**Quoted text**.

--*--

LYON, France — When football works, it works so well. On Sunday in beautiful Lyon, fans from at least four different countries poured like mercury through the city’s wide boulevards and narrow streets. There was an army of Albanians, waving their red-and-black flags, and pockets of Romanians dressed in bright yellow. There were handfuls of Slovaks, eager for their final group-stage match Monday in nearby Saint-Etienne. Then there were the English they will face, hundreds and then thousands of them, shirtless and drinking and belting out songs.


One group of English fans sat in the intermittent sun in the Place des Terreaux. They looked hard enough, tattooed and muscled, singing “Don’t take me home, please don’t take me home.” But every time an Albanian group passed by, the English would salute them in song, and the two factions would come together and embrace, jumping up and down across the square. This happened for hours, and the only products of the meetings were smiles and more empty glasses.

--*--

[Data entries]
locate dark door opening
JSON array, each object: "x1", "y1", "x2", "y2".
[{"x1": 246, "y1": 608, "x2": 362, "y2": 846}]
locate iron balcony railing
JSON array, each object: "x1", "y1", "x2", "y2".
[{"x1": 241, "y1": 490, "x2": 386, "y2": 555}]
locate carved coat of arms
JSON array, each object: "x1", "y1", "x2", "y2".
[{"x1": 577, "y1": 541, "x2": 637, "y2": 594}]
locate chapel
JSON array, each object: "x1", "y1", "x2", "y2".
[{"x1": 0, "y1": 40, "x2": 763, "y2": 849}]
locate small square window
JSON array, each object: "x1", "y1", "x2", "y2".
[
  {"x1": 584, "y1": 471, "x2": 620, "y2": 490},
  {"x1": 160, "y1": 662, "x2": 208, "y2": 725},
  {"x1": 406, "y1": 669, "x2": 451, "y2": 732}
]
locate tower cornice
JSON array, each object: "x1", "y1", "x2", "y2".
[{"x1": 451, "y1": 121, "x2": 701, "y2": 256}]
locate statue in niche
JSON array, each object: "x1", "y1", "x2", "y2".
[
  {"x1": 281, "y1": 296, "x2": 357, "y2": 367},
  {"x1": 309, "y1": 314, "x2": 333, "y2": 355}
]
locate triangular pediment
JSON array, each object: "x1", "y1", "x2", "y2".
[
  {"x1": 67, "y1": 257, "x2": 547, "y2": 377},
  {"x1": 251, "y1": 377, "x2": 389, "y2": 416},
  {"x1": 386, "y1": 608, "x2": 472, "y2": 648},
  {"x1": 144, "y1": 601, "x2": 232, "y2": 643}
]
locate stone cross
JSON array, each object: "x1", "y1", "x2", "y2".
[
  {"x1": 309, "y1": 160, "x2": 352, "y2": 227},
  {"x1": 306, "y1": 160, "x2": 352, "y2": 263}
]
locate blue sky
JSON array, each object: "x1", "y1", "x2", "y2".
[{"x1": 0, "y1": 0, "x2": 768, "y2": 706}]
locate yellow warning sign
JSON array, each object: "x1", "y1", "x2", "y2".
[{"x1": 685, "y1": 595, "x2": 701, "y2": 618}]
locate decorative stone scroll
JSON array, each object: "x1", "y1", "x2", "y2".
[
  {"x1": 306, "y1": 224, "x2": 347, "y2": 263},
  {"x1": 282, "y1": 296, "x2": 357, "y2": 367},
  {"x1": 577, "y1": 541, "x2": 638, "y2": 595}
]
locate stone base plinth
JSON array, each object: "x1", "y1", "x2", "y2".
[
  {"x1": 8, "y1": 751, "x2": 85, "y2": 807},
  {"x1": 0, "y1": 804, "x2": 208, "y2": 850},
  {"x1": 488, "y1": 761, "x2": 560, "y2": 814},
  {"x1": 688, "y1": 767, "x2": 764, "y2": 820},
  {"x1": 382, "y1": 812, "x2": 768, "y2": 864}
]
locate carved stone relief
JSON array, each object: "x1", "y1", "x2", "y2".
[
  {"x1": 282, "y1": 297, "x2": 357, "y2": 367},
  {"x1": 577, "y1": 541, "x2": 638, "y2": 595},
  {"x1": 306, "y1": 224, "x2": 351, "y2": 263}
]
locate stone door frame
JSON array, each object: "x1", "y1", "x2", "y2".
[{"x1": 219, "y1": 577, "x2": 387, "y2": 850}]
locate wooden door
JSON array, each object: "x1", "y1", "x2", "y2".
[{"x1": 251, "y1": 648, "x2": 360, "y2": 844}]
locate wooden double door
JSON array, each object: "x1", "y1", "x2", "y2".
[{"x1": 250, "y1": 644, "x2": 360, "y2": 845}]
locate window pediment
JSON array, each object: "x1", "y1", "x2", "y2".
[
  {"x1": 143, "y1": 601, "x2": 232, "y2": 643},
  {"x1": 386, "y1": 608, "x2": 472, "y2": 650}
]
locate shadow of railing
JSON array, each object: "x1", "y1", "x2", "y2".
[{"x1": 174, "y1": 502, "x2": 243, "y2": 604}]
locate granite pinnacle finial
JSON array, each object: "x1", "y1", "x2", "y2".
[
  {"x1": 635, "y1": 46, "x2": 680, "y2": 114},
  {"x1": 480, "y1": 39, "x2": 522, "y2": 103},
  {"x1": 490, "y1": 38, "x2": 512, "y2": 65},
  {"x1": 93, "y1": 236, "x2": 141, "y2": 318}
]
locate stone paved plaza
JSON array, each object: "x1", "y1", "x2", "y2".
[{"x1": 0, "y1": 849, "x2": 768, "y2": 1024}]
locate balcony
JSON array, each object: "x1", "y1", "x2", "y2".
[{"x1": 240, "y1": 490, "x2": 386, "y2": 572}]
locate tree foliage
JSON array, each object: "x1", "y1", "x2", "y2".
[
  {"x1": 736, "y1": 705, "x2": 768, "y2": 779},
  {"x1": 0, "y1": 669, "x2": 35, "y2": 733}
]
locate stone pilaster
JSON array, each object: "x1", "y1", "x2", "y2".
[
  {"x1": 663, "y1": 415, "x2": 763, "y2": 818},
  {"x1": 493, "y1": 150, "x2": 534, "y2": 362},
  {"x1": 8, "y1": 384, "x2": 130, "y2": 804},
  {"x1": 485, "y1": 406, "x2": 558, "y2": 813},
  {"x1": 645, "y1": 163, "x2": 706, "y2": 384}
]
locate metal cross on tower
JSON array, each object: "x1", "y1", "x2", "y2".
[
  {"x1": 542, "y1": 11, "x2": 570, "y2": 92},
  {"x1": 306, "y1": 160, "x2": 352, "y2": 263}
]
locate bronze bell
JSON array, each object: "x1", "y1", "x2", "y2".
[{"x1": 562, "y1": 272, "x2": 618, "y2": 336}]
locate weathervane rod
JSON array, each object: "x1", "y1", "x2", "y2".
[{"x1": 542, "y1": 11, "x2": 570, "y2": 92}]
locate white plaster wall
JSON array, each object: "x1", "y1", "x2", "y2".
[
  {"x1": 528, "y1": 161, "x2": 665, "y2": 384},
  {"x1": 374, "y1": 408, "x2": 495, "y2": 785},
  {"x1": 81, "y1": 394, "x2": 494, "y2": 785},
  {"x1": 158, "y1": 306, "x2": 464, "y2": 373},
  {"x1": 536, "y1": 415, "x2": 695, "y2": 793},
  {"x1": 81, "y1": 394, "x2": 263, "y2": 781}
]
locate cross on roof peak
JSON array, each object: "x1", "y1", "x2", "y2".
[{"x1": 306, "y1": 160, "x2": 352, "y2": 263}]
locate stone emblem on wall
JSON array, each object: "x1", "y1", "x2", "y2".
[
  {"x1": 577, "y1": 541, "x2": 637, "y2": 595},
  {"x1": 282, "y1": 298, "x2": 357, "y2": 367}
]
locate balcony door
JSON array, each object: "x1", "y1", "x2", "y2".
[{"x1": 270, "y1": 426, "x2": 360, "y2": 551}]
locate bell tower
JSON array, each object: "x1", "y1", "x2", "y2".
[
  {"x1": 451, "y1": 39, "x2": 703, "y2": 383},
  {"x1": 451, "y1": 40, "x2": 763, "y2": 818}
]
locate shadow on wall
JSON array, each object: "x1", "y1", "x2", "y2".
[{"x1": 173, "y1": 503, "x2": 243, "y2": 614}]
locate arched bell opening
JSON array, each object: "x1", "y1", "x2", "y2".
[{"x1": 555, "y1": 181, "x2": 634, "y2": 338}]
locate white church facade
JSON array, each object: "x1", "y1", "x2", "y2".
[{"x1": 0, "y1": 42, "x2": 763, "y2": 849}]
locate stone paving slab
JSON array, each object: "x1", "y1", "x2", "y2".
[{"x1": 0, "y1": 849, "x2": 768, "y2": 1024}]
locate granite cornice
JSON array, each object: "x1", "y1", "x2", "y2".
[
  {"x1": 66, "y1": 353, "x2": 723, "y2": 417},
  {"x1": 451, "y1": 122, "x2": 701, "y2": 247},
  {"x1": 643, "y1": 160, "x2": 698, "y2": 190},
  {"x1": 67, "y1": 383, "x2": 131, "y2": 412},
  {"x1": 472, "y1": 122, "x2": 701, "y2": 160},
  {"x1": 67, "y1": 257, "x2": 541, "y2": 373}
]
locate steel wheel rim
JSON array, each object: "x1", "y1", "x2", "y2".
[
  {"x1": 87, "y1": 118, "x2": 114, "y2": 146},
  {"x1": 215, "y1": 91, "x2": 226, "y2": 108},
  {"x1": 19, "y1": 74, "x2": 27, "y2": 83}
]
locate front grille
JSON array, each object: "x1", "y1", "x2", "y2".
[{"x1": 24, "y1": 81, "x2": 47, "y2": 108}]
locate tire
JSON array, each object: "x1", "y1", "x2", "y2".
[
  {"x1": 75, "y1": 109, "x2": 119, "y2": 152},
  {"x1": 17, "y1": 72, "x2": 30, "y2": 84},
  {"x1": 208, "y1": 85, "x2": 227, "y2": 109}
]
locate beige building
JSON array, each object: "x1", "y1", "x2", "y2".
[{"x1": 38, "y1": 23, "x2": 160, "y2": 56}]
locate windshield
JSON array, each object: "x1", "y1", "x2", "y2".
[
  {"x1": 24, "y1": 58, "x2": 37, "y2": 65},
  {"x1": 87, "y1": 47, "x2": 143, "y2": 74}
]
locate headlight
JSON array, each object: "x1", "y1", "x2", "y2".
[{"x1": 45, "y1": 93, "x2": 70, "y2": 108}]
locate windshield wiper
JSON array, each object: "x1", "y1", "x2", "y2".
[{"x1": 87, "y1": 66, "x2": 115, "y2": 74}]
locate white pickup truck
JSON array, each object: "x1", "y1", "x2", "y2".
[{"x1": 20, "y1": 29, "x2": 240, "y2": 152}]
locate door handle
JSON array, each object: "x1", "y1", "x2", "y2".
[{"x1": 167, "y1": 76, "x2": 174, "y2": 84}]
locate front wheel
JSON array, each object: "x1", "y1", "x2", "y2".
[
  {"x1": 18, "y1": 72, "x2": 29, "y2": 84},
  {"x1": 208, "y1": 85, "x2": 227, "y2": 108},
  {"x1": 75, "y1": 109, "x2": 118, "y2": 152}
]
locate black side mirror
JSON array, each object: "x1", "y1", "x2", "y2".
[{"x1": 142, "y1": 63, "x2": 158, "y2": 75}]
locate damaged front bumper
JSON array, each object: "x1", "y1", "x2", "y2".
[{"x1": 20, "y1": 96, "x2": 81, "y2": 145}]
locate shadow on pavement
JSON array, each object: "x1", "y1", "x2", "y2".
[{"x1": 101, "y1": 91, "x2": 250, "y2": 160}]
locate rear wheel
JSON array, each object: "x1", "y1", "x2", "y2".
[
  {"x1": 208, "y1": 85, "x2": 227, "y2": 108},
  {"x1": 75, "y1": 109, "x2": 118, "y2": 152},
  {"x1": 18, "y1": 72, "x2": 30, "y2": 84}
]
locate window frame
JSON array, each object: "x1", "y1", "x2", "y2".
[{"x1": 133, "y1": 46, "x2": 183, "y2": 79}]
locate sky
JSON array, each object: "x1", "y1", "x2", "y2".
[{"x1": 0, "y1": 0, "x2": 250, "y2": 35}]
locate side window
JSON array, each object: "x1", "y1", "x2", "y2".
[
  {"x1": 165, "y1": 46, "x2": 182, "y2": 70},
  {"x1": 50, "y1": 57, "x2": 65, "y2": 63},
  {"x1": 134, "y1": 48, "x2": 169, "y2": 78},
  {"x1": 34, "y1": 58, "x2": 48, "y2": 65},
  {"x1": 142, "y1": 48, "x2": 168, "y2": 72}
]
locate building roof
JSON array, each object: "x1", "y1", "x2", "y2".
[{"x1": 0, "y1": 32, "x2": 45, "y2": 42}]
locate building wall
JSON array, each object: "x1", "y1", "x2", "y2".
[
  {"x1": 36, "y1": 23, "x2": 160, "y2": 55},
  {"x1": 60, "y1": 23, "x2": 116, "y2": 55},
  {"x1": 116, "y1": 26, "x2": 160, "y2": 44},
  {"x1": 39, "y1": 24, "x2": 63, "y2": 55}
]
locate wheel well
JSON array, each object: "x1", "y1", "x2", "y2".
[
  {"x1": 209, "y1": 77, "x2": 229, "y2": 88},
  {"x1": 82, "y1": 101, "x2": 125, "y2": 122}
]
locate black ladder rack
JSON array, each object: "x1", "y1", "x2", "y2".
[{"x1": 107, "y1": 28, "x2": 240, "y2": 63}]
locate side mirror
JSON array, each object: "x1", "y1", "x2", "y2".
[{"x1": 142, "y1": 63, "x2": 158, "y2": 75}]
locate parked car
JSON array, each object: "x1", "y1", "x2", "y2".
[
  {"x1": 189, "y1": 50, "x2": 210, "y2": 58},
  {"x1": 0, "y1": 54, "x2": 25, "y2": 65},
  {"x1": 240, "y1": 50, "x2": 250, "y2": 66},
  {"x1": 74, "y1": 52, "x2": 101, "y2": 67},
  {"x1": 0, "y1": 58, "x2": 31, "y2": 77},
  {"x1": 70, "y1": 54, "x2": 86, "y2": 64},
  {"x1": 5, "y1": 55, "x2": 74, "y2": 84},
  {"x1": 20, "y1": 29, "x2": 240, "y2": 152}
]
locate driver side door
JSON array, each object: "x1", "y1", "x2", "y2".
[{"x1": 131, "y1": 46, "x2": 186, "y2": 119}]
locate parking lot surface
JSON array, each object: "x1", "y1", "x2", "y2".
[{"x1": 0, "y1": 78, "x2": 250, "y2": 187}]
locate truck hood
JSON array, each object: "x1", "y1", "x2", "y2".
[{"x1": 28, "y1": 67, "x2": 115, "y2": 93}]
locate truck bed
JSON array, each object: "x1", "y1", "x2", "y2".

--*--

**Exercise requirements**.
A. From the article about football fans in Lyon, extract the stretch from "LYON, France —" through "belting out songs.".
B. Answer these questions using the article about football fans in Lyon:
(i) What color were the Romanian fans dressed in?
(ii) In which nearby city were the Slovaks to play their final group-stage match?
(iii) In what square did one group of English fans sit?
Rely only on the article about football fans in Lyon, not on the data entries.

**Solutions below**.
A.
LYON, France — When football works, it works so well. On Sunday in beautiful Lyon, fans from at least four different countries poured like mercury through the city’s wide boulevards and narrow streets. There was an army of Albanians, waving their red-and-black flags, and pockets of Romanians dressed in bright yellow. There were handfuls of Slovaks, eager for their final group-stage match Monday in nearby Saint-Etienne. Then there were the English they will face, hundreds and then thousands of them, shirtless and drinking and belting out songs.

B.
(i) Bright yellow.
(ii) Saint-Etienne.
(iii) The Place des Terreaux.